▶ [WHAT YOU ARE ASKED TO DO]: Repeat every record below, word for word.

▶ [Saved entries]:
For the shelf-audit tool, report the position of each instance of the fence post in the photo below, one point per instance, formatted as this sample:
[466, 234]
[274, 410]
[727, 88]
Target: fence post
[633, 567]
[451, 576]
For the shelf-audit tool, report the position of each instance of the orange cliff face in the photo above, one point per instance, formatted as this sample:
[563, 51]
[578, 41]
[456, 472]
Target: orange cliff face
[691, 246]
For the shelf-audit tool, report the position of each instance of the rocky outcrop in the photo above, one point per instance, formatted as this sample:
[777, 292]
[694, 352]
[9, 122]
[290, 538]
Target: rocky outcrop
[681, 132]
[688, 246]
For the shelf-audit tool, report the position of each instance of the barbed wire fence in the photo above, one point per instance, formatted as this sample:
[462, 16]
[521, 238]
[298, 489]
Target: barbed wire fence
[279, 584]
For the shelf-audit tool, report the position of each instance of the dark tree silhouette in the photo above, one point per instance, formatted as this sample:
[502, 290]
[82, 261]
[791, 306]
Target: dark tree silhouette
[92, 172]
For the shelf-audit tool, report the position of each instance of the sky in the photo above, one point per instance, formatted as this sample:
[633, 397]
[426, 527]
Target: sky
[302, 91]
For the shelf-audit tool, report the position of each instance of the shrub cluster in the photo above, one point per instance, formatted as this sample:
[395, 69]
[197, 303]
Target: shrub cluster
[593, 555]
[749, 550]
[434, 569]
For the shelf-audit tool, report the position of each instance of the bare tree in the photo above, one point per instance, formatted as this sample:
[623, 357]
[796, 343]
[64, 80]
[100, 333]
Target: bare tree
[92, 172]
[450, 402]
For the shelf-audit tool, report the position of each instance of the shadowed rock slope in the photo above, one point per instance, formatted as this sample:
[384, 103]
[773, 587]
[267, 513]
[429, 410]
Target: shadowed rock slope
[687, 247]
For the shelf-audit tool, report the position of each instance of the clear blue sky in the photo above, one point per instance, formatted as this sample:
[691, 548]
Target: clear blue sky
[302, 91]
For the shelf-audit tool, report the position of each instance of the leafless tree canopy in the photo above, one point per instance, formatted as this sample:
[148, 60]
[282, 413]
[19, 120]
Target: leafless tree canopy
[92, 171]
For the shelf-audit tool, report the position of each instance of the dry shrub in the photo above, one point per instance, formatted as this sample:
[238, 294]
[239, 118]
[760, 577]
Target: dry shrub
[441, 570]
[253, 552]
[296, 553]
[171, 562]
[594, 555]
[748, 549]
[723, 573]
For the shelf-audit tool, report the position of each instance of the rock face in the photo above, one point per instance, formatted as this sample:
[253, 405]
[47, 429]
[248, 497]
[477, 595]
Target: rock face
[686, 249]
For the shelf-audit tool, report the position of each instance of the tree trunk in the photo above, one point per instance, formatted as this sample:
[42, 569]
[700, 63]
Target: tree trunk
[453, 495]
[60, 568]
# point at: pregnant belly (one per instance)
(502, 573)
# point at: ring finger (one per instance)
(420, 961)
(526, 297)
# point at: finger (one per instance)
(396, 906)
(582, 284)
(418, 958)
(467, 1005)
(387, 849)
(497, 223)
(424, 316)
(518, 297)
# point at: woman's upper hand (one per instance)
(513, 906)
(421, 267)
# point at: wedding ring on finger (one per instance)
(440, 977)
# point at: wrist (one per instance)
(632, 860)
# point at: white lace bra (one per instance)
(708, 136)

▶ [ANSWER FOR THIS EXERCISE]:
For the shelf-audit tool, report the position of each instance of the fence post in the photo below, one point per instance, formatted as this sample:
[466, 234]
[274, 410]
[727, 88]
Target: fence post
[633, 567]
[451, 576]
For the shelf-audit tool, report the position of each instance of the orange cliff face in the photo above, one point per instance, formatted as this sample:
[563, 51]
[578, 41]
[456, 472]
Target: orange cliff face
[691, 246]
For the shelf-audit tool, report the position of each instance of the rocky outcrop in the photo above, one point per instance, formatted as this sample:
[777, 292]
[694, 352]
[9, 122]
[290, 538]
Target: rocky outcrop
[681, 132]
[688, 246]
For the shelf-audit tool, report the position of each instance of the barbed wire fence in the photo above, one point per instance, formatted as this sample:
[462, 16]
[521, 238]
[298, 489]
Target: barbed wire fence
[279, 584]
For the shelf-audit tool, report the position of each instance of the dark tree silhouette in the photo above, one point per instance, formatted as this sample:
[502, 290]
[82, 261]
[791, 306]
Target: dark tree silhouette
[92, 172]
For the shelf-audit tool, report the position of each instance of the sky in the photo above, one point per instance, formatted as this sample:
[633, 397]
[426, 527]
Target: sky
[302, 91]
For the shelf-audit tool, report the position of each instance of the shrub cluster in the photo above, one point per instance, formatted as this sample:
[395, 69]
[197, 303]
Target: shrub cluster
[593, 555]
[749, 550]
[434, 569]
For the shelf-audit tool, report the position of each instance of the bare tree in the photo above, one point per instance, formatted as this sample:
[623, 357]
[796, 343]
[64, 80]
[100, 333]
Target: bare tree
[92, 172]
[450, 402]
For the shelf-audit tool, report the position of each instance of the shadowed rock slope in the photo above, one point per instance, formatted as this sample:
[384, 103]
[773, 587]
[267, 513]
[429, 410]
Target: shadowed rock slope
[687, 247]
For the shelf-audit tool, report the position of each instance of the clear blue sky in the photo above, one point per instance, formatted as this sample:
[691, 548]
Target: clear blue sky
[302, 91]
For the shelf-audit tool, report the position of each instance of the leafless tree canopy in the photo above, one point per instance, formatted as this sample:
[148, 60]
[282, 413]
[19, 120]
Target: leafless tree canopy
[92, 171]
For the shelf-audit tool, report the position of each instance of the dry shrub in the photo above, one point per instance, formatted as this sample:
[238, 294]
[239, 118]
[760, 577]
Target: dry shrub
[441, 570]
[253, 552]
[296, 553]
[171, 562]
[594, 555]
[748, 549]
[723, 573]
For the shelf-audit tool, report the position of each instance of the rock face in the photo above, one point per instance, formatted as this sample:
[253, 405]
[47, 429]
[248, 497]
[477, 595]
Target: rock face
[686, 249]
For the shelf-audit tool, report the position of each instance of the tree trunk in the photo above, one point per instance, formatted as this sample:
[42, 569]
[700, 63]
Target: tree trunk
[453, 495]
[60, 568]
# point at: pregnant belly (one per instance)
(502, 573)
# point at: ring finger (one per instance)
(420, 961)
(526, 297)
# point at: finger (one per instance)
(396, 906)
(582, 284)
(418, 958)
(467, 1005)
(387, 849)
(497, 223)
(424, 316)
(518, 297)
# point at: woman's upper hand (one per instance)
(513, 906)
(421, 267)
# point at: wedding ring on finger (one per instance)
(440, 977)
# point at: wrist (one per instance)
(632, 860)
# point at: white lace bra (one per instance)
(708, 136)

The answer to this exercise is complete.